[start of RECORDS SHOWN]
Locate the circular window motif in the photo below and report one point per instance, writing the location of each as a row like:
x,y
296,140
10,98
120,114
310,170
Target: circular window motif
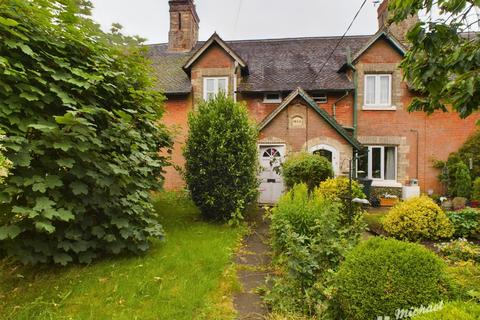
x,y
297,122
271,153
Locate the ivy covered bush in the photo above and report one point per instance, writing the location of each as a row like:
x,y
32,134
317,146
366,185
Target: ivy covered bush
x,y
466,222
5,164
309,241
83,134
307,168
418,218
221,159
382,275
338,189
456,310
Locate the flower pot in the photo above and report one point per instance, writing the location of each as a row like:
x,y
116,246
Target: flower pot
x,y
388,202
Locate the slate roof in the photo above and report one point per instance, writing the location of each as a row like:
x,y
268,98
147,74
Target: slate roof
x,y
273,64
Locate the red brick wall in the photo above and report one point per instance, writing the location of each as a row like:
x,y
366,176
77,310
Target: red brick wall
x,y
175,118
438,134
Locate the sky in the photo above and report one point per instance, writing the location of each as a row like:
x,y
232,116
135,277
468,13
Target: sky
x,y
242,19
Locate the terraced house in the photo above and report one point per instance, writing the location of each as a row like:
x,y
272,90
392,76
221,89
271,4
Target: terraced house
x,y
304,98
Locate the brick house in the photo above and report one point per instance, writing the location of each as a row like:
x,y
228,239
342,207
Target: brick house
x,y
354,102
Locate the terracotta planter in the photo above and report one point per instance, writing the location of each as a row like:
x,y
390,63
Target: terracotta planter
x,y
388,202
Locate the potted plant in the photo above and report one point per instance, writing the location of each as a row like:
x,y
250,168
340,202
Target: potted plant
x,y
475,202
388,200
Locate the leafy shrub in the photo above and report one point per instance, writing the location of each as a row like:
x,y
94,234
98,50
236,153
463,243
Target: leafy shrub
x,y
5,164
418,218
338,189
460,250
382,275
221,159
463,181
453,311
476,190
459,203
307,168
466,222
309,241
81,121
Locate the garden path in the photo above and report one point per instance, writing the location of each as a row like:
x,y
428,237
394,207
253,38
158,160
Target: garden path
x,y
253,262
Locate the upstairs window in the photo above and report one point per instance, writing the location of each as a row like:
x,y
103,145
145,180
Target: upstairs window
x,y
272,97
320,98
214,86
378,91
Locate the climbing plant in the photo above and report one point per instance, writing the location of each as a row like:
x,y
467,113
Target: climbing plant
x,y
83,134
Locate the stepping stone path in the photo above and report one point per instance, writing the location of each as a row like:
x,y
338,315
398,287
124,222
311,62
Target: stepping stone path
x,y
253,262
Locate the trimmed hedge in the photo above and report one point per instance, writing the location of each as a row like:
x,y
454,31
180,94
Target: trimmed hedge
x,y
307,168
418,218
382,275
221,159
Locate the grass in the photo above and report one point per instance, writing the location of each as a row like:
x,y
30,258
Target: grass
x,y
189,276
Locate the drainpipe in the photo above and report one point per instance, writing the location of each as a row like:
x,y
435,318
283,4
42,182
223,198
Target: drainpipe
x,y
235,82
337,101
355,102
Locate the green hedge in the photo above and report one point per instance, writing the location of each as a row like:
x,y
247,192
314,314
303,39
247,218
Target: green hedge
x,y
221,159
83,133
307,168
382,275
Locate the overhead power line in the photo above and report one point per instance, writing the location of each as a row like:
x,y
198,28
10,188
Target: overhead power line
x,y
340,40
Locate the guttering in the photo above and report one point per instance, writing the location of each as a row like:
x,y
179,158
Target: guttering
x,y
337,101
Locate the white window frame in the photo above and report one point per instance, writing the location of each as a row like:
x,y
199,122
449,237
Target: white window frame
x,y
376,105
215,86
382,166
266,100
320,98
[end of RECORDS SHOWN]
WORK TO DO -> Are you able to set down all the lines above exactly, without any pictures?

ANSWER TO THIS PROBLEM ->
Locate the circular window motif in the photo below and report one point per instance, writing the location of each as a row like:
x,y
296,140
10,98
120,114
310,170
Target: circular window motif
x,y
297,122
271,153
Locate the ivy covered bush in the photo above and report one point per instance, writing the location of each as a row like:
x,y
32,134
317,146
366,185
Target: ivy covered bush
x,y
466,222
5,164
309,241
83,134
307,168
418,218
221,159
382,275
338,189
456,310
Locate the flower pot in the photo above and report one point per instance, writing the location of each as a row like:
x,y
116,246
Target: flower pot
x,y
388,202
Locate the slate roof in the photo above and report one point per instance, writing the location of each as a row like:
x,y
268,98
147,74
Target: slate roof
x,y
273,64
Locate the red brick wall in the photo above and report one point per instance, writing the location of each as a row like:
x,y
366,176
77,310
Target: red brick wall
x,y
175,118
438,134
Locate the sky in the photo above and report one point per instance, writing the location of each as a row like:
x,y
232,116
135,277
468,13
Target: sky
x,y
242,19
Locate the terraced house in the photo above and report one point per instance, writing the location of each as a row like:
x,y
272,90
392,76
221,89
271,4
Target: terraced house
x,y
304,98
Locate the brick house in the photo above and report one point per instance, writing the location of each as a row like:
x,y
228,239
342,207
Target: brick house
x,y
354,102
Locate the terracotta planter in the photo above and report one point per instance, writing the location of each as a row like:
x,y
390,63
Target: terracotta planter
x,y
388,202
Locate the potted plant in the photo above and report one point per instance, writing the location of each as a row like:
x,y
250,168
340,202
Target: potted plant
x,y
475,202
388,200
Locate the leafy shrub in the photo above and report one point per instance, writing the location of each as a row like:
x,y
94,234
98,50
236,153
463,243
Target: leafy shrub
x,y
5,164
418,218
338,189
460,250
382,275
221,159
463,181
453,311
476,190
459,203
307,168
466,222
309,241
81,121
Locate the garden path in the photo above and report one point per instance, writing the location of each as a row like:
x,y
428,237
394,207
253,38
158,160
Target: garden path
x,y
253,262
Locate the upstairs window in the photo above and report one point per instance, writing the location of each as a row like:
x,y
103,145
145,180
Target: upstairs window
x,y
272,97
320,98
214,86
378,91
Locate the climbing plant in the photo above and report one point per instance, writing the location of each as a row like:
x,y
467,113
Target: climbing plant
x,y
83,134
Locate the stepping stone path in the photo above and report one point per instance, writing the location of each as a row like:
x,y
338,315
398,287
124,222
311,62
Target: stepping stone path
x,y
253,262
Locate the trimmed hedge in the photo above and report one point per instance, writing the location of each as a row like:
x,y
454,31
180,94
Target: trimmed hedge
x,y
307,168
418,218
382,275
221,159
Locate the grass in the photo above and report one point per instance, writing the location of each as a row like:
x,y
30,258
Target: grass
x,y
189,276
Locate the drainpipe in the photo above and report one point per instance, writing the location of each as a row like:
x,y
435,318
283,4
42,182
223,198
Target: drainpipe
x,y
235,82
337,101
355,102
Locate the green hedge in the photo above and report one point per instance, writing the location of each as a row like:
x,y
247,192
314,314
303,39
247,218
Target: green hedge
x,y
221,159
83,133
307,168
382,275
Locate the overhead power line in the photo above and report one point per instance, writing the location of each as a row like:
x,y
198,28
10,188
Target: overhead power line
x,y
340,40
Locate the guttering in the photo above and report one point per instance, writing the location of each as a row like:
x,y
179,158
Target: guttering
x,y
337,101
Locate the white window frame in the photo above and report one point per instance, writing the location of each as a row like:
x,y
199,122
449,237
Target: white window frame
x,y
376,105
215,86
382,166
266,100
320,98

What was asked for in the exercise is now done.